Reisbureau Filmglobe II

  • Datum 01-12-2016
  • Auteur
  • Deel dit artikel

LE VOYAGE DU BALLON ROUGE

Parijs

De stadsplattegrond van Parijs is de blauwdruk van een hersenpan.

Begint elke filmherinnering met een wandeling? Een wandeling in een droom door een stad waarvan je je niet kunt herinneren wat er eerst was? De stad, de film of je droom? Wanneer is Parijs gebouwd? Op het moment dat ik als 13-jarige besloot uit te stappen bij metrostation Villiers Terrace om te zien wat Ian McColluch van Echo and the Bunnymen zag toen hij zong: "I’ve been op to Villiers Terrace to see what’s a-happening"? Dat moet in ieder geval het moment zijn geweest dat ik me voor het eerst bewust werd van de ambivalente relatie tussen een echt bestaande plaats waar je hard met je voeten op de grond kunt stampen en de afbeelding daarvan in een liedje, op een schilderij of in een film. Het heeft geen zin om op zoek te gaan naar ‘locaties’, eenvoudigweg omdat ze niet bestaan. Ze komen pas tot leven als je er in het bioscoopduister doorheen bent gedwaald.
Mijn eerste filmherinnering aan Parijs dateert van eerder. Althans ik denk dat het Parijs moet zijn geweest: het station waarvandaan Monsieur Hulot in 1953 op vakantie ging. Wég uit Parijs. Met alle vakantievierders naar de Atlantische kust. Al was dat niet zo eenvoudig. Wrwrwrbrabbeldebrabbel. Met z’n allen naar het ene perron. Wrawrawragrkrstsjtprr. Met z’n allen naar het andere perron. Parijs laat je niet zomaar gaan. les vacances de monsieur hulot is ook mijn eerste filmherinnering. En toch was ik toen al heel vaak in Parijs geweest, náár Parijs geweest — metro, croissant, croque monsieur, bootjes varen op de vijvers van de Jardin du Luxembourg. Precies daar waar later Jean-Luc Godard in zijn kortfilm charlotte et véronique ou tous les garçons s’appelent patrick (1959) zijn geliefden elkaar liet ontmoeten en afscheid van elkaar nemen. Dat was eerder. Toen hadden mijn ouders elkaar nog niet ontmoet. Maar bestonden de tuinen van het Luxembourg al voordat ik ze op film had gezien? Bestond Godard al voordat ik die kortfilm in 2004 op dvd zag? En waar was Parijs al die tijd gebleven?

┄┄┄┄┄┄

__OPDRACHTEN__
a) Schrijf uit de tekst over Parijs in de film een stuk letterlijk over. Begin bij de woorden "Reisbureau Filmglobe II" en stop na "van een hersenpan.".
b) Zet de tekst over Parijs in de film voort na de laatste zin die er staat.

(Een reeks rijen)
┄┄┄┄┄┄

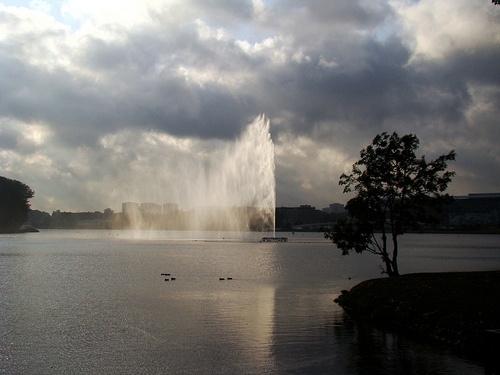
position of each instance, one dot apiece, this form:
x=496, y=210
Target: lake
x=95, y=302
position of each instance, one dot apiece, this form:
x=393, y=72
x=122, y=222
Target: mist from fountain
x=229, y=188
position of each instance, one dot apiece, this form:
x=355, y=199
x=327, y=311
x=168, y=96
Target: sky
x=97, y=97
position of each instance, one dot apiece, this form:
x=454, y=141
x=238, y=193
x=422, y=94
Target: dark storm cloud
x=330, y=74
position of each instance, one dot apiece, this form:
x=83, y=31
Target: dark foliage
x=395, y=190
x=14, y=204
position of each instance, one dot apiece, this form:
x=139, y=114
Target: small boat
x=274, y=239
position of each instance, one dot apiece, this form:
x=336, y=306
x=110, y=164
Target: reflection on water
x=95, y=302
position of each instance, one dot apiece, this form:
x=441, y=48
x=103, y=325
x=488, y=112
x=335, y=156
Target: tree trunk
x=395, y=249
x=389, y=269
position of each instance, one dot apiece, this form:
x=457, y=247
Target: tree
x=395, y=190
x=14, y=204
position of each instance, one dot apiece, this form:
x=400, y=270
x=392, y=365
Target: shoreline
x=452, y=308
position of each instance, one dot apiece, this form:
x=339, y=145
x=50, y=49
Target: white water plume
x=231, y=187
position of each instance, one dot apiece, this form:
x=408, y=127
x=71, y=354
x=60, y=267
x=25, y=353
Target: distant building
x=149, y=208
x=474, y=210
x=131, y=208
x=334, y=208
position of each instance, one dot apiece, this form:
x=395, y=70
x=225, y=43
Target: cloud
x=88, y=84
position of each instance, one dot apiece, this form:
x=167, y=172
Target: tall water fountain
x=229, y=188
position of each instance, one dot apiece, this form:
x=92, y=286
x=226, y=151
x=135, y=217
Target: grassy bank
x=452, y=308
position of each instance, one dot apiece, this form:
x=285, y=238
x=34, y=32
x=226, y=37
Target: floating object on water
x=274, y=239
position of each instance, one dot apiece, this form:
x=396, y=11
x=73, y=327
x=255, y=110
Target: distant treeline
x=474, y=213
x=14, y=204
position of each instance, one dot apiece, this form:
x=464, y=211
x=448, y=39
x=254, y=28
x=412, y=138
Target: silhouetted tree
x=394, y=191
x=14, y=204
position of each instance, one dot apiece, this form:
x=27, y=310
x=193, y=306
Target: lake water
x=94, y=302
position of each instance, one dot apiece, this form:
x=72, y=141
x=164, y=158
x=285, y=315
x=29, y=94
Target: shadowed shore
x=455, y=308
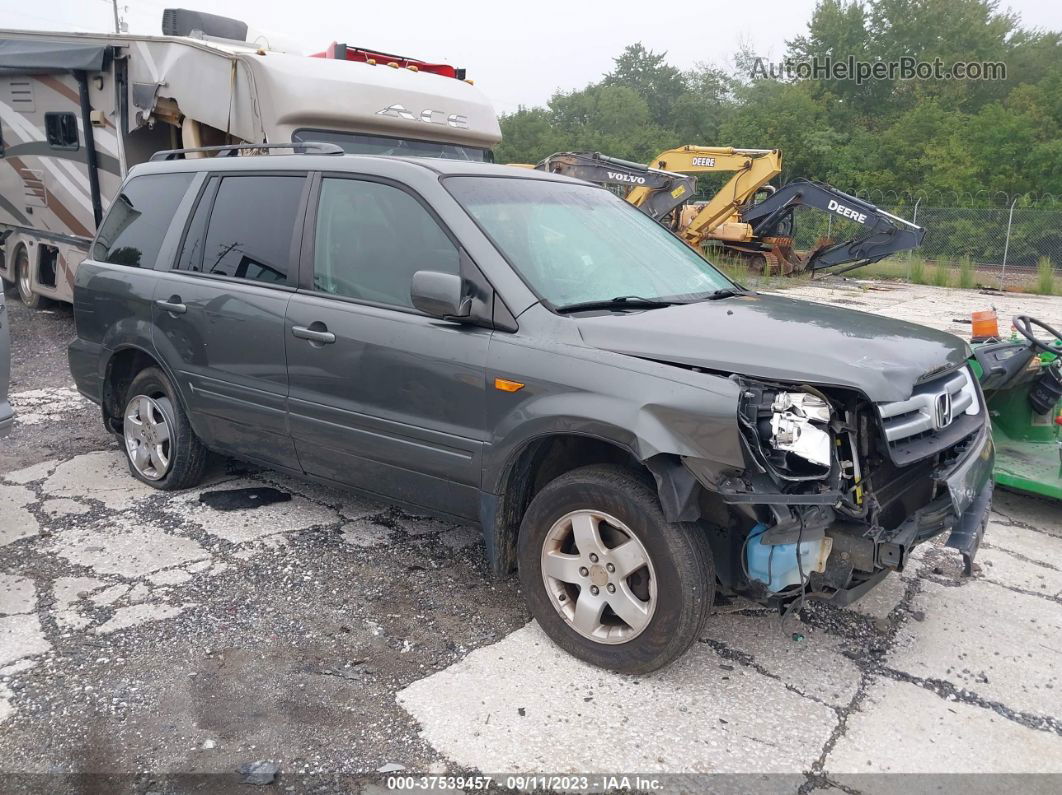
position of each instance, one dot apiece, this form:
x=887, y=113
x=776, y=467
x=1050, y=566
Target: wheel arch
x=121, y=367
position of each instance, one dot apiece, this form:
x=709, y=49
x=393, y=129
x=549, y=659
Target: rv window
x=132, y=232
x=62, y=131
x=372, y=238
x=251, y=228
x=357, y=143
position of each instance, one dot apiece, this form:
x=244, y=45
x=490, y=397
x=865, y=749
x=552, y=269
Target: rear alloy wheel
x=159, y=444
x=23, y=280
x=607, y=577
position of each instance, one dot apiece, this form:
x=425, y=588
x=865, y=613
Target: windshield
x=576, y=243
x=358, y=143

┄┄┄┄┄┄

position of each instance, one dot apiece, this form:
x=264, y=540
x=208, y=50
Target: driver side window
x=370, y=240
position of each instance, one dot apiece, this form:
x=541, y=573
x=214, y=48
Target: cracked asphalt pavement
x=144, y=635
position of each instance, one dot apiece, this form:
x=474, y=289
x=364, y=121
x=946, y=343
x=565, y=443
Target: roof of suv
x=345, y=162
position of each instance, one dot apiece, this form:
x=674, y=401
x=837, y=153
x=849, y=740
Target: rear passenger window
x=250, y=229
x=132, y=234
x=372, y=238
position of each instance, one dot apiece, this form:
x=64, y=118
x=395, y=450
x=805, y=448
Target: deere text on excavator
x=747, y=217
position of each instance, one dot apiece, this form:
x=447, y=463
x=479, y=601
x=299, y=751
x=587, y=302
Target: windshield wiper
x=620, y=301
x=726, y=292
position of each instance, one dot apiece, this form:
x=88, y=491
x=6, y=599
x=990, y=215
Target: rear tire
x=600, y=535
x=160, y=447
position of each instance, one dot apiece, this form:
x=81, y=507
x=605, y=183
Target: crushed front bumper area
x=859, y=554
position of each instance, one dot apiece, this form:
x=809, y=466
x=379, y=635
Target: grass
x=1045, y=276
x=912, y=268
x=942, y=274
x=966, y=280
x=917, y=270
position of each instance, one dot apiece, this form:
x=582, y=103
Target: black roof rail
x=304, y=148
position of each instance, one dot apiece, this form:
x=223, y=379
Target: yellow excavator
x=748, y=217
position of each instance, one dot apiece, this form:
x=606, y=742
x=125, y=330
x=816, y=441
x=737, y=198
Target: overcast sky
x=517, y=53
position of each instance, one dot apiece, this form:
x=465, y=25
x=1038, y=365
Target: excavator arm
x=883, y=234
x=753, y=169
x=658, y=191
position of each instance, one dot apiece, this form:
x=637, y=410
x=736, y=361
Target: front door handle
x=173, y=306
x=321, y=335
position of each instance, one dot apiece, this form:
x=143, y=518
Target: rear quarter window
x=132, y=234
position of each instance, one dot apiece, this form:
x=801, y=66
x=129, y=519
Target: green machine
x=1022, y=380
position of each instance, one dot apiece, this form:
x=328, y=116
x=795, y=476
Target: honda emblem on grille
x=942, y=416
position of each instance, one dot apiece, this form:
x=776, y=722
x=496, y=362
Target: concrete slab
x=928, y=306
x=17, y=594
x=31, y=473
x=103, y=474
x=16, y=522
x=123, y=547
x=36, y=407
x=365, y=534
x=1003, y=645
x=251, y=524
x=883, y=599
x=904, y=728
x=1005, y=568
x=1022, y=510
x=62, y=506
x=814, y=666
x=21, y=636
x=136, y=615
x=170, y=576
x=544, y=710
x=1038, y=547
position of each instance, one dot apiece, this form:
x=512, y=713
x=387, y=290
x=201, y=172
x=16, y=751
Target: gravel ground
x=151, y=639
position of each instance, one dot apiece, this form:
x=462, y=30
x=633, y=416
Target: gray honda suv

┄┄┄┄┄┄

__ANTWOORDEN__
a)
Reisbureau Filmglobe II

  • Datum 01-12-2016
  • Auteur
  • Deel dit artikel

LE VOYAGE DU BALLON ROUGE

Parijs

De stadsplattegrond van Parijs is de blauwdruk van een hersenpan.

b)
Verrekijker
Daarna kwam er nog een wandeling. Een wandeling door het Montmartre van amélie (2001). In de zomer voordat die film in Nederland uitkwam. Kijk: hier is het café. En hier: de verrekijker. In elke film die zich in Parijs afspeelt is die stad de onbetwiste hoofdpersoon. Ik betrap me erop dat ik die zin meer dan één keer heb gebruikt. En ik zal het blijven doen. Want het is een verheugende constatering. De stadsplattegrond van Parijs is de blauwdruk van een hersenpan. Of beter nog: het rizomennetwerk van Gilles Deleuze, door Cédric Klapisch geïllustreerd in chacun cherche son chat (1996). Waarmee de ‘hoofdstad van de moderniteit’ (en aldus beschreven door flaneurs als Charles Baudelaire en Walter Benjamin, en betreden door de ‘psychogeografen’ in de voetsporen van Guy Debord) opeens het laatste bastion van het postmodernisme wordt. Elke film over Parijs is een stadwandeling. Eentje waarin je je kunt vergeten.
Het ging tijdens die klimtocht door Montmartre trouwens niet over amélie, maar over de bentgenoten van de Nouvelle Vague. En hoe zij voor het eerst Parijs filmden (ze konden in ieder geval dankzij de uitvinding van de lichte 16mm-camera de straat op, zie chronique d’un été uit 1961 van Jean Rouch en Edgar Morin). Hoe zij Parijs ontdekten. Niet toeristisch. De Eiffeltoren in les quatre cents coups (François Truffaut, 1959) is geen Taj Mahal, geen exotisme, geen kijk-eens-we-zijn-in-Parijs, maar een ijkpunt, want we zijn al in Parijs. Waar anders dan in Parijs had Antoine Doinel kunnen zijn?
Parijs is de archetypische filmstad. Eentje die niet bestaat voordat je hem op film hebt gezien. De rest is pre-herinnering en après-déjà-vu.

Dana Linssen

Straatschuimers
le ballon rouge + le voyage du ballon rouge (Albert Lamorisse, 1956 + Hou Hsiao-hsien, 2007)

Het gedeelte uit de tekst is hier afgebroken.